WORK TO BE COMPLETED - Count the lines in the records below that contain the string "water", treating uppercase and lowercase as different. Reply with the number only.
>>
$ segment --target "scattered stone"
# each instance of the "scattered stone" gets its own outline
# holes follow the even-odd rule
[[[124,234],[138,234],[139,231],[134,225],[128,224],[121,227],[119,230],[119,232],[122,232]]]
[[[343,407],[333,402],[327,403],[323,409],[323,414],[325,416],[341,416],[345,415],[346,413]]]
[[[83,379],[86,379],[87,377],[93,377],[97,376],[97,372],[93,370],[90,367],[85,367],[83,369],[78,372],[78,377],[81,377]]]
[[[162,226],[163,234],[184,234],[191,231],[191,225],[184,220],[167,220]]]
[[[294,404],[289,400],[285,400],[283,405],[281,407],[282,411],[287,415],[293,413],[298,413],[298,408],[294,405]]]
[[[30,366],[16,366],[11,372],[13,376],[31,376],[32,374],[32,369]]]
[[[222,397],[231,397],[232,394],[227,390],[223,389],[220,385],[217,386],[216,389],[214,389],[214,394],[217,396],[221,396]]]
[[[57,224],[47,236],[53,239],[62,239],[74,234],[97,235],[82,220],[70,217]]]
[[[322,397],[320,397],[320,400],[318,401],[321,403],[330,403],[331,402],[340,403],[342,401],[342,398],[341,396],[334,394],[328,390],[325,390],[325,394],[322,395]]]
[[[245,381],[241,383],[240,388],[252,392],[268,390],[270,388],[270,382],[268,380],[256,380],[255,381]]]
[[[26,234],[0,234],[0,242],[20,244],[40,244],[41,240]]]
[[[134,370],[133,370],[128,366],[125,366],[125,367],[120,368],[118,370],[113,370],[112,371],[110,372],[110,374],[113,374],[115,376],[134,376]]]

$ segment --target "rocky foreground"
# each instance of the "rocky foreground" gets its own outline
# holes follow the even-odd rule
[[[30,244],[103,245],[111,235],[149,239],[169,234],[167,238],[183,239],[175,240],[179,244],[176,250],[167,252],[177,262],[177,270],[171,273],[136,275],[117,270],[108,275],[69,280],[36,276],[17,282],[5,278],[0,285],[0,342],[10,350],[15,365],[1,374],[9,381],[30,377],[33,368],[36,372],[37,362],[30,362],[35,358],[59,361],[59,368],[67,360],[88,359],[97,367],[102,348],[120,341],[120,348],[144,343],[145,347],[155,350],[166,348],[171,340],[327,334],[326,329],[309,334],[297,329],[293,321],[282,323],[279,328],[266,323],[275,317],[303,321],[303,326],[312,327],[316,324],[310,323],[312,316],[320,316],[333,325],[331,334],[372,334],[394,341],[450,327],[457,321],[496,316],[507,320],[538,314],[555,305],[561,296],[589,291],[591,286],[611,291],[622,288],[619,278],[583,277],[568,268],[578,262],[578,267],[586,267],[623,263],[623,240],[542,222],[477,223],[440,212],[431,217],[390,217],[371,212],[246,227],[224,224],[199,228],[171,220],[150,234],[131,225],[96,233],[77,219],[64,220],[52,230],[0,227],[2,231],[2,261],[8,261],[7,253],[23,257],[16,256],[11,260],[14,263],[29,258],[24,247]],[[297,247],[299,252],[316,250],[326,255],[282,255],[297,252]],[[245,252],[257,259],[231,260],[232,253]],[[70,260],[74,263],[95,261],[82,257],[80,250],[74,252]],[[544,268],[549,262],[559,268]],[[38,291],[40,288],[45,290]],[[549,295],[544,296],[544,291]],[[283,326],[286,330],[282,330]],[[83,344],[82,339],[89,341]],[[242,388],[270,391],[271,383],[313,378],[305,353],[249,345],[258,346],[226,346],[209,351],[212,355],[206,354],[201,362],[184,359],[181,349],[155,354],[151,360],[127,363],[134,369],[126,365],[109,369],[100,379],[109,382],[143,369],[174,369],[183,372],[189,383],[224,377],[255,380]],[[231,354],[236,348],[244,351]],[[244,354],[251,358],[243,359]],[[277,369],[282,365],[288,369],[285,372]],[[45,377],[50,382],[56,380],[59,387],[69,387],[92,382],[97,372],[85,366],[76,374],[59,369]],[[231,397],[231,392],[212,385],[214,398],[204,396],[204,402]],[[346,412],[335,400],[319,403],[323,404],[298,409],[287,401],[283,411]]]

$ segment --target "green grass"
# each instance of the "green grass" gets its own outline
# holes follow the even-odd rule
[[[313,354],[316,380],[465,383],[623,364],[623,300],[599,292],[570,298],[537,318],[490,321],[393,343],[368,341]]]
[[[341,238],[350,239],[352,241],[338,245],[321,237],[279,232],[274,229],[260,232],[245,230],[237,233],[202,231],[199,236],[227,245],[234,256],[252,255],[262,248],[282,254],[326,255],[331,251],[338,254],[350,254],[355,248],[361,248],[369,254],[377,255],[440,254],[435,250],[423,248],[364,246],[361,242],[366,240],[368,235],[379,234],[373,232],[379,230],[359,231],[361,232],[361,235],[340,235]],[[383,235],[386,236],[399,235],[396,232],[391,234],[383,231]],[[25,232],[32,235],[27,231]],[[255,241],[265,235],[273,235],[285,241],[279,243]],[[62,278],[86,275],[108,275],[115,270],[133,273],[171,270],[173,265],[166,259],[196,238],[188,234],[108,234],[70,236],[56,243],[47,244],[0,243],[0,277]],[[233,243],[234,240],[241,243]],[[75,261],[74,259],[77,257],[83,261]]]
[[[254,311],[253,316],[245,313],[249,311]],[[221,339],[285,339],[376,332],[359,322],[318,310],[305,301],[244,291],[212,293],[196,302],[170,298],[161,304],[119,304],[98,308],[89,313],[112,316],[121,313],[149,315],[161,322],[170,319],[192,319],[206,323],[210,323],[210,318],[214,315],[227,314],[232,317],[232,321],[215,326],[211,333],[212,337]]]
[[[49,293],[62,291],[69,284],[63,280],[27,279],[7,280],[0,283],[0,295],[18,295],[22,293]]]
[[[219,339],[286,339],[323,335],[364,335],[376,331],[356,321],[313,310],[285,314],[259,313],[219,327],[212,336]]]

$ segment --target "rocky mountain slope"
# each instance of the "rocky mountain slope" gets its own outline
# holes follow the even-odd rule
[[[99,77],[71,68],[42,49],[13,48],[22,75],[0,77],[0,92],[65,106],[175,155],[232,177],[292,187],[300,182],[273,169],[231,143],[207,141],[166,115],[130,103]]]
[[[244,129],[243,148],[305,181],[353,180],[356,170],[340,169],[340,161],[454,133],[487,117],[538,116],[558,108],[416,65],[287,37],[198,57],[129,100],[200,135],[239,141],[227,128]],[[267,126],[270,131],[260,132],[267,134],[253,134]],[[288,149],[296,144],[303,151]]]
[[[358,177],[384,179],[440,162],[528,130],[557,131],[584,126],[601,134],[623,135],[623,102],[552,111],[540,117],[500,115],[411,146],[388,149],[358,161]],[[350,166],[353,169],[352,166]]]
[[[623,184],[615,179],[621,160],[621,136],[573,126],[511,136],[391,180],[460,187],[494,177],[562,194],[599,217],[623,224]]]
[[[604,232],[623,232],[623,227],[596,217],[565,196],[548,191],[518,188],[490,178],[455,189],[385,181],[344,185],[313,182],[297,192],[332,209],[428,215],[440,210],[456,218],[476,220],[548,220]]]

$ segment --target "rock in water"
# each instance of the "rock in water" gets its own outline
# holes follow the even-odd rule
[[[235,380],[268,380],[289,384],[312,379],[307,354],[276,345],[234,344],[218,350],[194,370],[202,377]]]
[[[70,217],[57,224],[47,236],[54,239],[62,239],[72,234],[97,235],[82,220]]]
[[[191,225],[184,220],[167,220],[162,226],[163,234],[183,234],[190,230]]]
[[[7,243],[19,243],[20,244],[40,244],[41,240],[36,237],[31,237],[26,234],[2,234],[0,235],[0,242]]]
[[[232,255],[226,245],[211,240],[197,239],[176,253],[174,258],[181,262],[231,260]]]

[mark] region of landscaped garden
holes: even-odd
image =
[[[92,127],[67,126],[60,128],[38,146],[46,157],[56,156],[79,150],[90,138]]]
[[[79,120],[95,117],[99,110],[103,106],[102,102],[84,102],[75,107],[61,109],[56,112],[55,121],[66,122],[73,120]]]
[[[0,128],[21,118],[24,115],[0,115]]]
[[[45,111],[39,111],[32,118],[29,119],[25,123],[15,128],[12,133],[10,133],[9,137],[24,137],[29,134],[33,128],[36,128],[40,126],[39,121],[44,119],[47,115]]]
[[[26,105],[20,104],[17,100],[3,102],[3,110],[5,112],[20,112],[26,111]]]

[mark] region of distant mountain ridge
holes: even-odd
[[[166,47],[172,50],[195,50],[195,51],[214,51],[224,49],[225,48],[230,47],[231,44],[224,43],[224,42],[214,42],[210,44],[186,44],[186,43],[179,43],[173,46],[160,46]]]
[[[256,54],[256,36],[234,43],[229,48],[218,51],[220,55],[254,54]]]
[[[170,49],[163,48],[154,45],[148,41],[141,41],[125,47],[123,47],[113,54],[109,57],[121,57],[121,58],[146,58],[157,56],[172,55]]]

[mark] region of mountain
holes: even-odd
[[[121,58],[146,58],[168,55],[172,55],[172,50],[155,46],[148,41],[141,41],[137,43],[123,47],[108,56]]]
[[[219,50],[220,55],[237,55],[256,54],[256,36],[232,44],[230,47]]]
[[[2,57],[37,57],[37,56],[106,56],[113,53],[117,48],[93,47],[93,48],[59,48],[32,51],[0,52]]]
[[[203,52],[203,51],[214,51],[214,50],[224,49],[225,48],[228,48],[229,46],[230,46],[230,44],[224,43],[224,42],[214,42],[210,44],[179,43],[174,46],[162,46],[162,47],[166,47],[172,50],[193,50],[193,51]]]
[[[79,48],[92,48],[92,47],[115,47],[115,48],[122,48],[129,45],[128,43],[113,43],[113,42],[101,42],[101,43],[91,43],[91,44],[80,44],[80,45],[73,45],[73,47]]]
<<
WRITTEN RESPONSE - 2